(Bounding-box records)
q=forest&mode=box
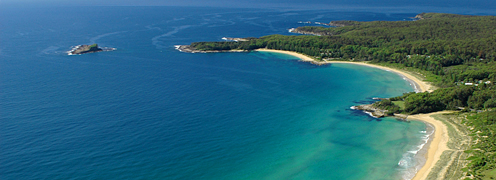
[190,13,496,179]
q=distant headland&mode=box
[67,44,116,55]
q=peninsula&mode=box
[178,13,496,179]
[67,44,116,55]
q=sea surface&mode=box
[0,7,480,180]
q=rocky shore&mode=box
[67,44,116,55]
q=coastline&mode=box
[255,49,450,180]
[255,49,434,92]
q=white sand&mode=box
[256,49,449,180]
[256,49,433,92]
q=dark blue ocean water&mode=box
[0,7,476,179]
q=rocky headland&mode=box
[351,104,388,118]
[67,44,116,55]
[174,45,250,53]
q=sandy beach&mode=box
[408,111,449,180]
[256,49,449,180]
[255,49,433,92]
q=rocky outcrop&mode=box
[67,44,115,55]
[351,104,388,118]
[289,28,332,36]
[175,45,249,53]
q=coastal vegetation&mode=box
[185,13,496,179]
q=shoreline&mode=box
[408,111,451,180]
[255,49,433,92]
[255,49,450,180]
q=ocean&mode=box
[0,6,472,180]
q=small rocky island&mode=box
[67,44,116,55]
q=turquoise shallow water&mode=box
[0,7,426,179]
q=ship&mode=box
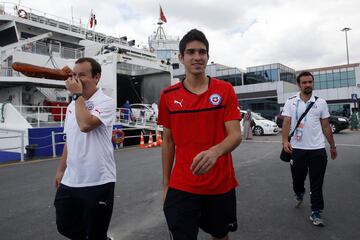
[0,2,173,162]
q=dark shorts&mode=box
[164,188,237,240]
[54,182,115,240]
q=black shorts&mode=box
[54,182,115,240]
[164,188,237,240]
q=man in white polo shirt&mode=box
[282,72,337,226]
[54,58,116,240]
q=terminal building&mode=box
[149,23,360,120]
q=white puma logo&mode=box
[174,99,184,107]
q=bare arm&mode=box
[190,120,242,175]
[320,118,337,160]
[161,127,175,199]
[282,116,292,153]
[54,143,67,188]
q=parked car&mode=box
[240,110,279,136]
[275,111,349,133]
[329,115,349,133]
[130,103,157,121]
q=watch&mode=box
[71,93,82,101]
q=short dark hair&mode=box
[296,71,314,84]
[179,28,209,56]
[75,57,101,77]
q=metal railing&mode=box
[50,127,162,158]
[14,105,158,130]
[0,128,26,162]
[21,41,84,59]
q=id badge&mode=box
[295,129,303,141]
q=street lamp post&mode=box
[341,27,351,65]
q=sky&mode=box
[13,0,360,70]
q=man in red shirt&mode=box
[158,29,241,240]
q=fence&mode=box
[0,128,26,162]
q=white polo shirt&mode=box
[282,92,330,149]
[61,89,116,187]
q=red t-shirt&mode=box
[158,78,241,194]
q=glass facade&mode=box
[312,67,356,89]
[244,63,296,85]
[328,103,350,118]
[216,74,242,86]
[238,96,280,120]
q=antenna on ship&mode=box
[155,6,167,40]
--
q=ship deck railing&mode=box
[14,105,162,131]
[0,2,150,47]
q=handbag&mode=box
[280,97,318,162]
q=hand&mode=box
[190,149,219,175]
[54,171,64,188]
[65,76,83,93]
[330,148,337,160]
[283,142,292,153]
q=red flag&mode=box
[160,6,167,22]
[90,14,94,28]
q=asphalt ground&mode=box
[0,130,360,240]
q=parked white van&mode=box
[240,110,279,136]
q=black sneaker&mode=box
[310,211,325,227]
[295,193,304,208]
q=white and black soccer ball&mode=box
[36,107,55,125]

■ **What to work on**
Rewrite everything from the line with "q=parked white van&mode=box" down to the line with "[36,107,55,125]", replacing "black sneaker" with "dark sneaker" and leaving all else as it is.

■ **Answer to this exercise**
q=parked white van&mode=box
[240,110,279,136]
q=dark sneaker&mode=box
[310,211,325,227]
[295,193,304,208]
q=white and black soccer ball&mode=box
[36,107,55,125]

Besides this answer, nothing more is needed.